>> BEGIN EXCERPT PROVIDED

(This is the 7th post in a series that started here)
We’ve been using linear regression to analyze and compare races, partly because it can be a useful summary of the entire field, and partly because Excel makes it easy to do.
What happens if we try to use linear regression to look at smaller groups of runners within a race?
Here’s what happens if we split up the Boston 2014 field by finish time:
The main thing we can see is that R2 plummets. It’s almost .8 for the entire data set, but .33 or less for the smaller chunks, getting very near zero for one group. In other words, when we look at linear regression for an hour’s worth of finishers at a time, an individual runner’s first half split is almost useless when trying to predict their second half split.
That’s consistent with what we learned from the 2013 results – linear regression isn’t very useful when applied to partial race fields.
Instead, let’s take a look at the “moving average” for our data set. A moving average is a set of numbers, each of which is the average of the corresponding subset of a larger data set. It’s a simple way of smoothing out the data without forcing it into a straight line.
To get the moving average, I divided the field up by finish time into half-hour groups, then plotted the average first half split versus the average second half splits for each smaller group of runners. Unfortunately, that’s more difficult to tease out of Excel than a linear regression, but after fiddling around for a while I ended up with this:
The overall average for the entire data set is shown by the red square. Note in passing how it falls right on the linear regression trendline.

>> END EXCERPT PROVIDED

WHAT IS EXPECTED
In the marathon split post, condense the paragraph beginning "The main thing we can see" into a short bulleted list that keeps its main facts. The listing that comes next is separate material with no connection to the marathon split post.

>> BEGIN DATA SHOWN

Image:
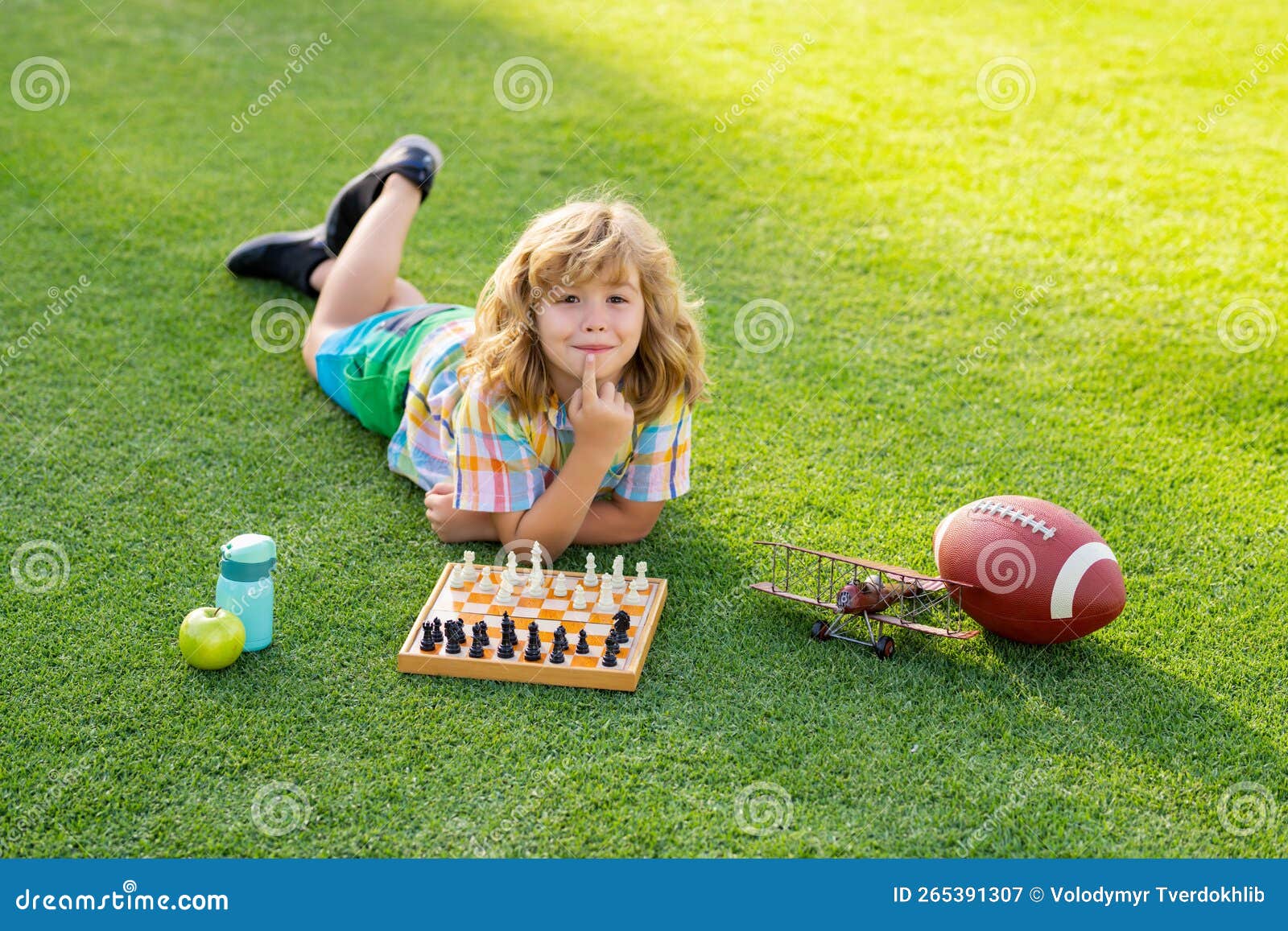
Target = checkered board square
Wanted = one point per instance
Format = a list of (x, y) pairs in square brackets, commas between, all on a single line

>> END DATA SHOWN

FINAL RESULT
- R2 drops sharply when the data is split into smaller groups.
- It is almost .8 for the entire data set but .33 or less for the smaller chunks, and nearly zero for one group.
- When finishers are examined an hour's worth at a time, a runner's first-half split is almost useless for predicting the second-half split.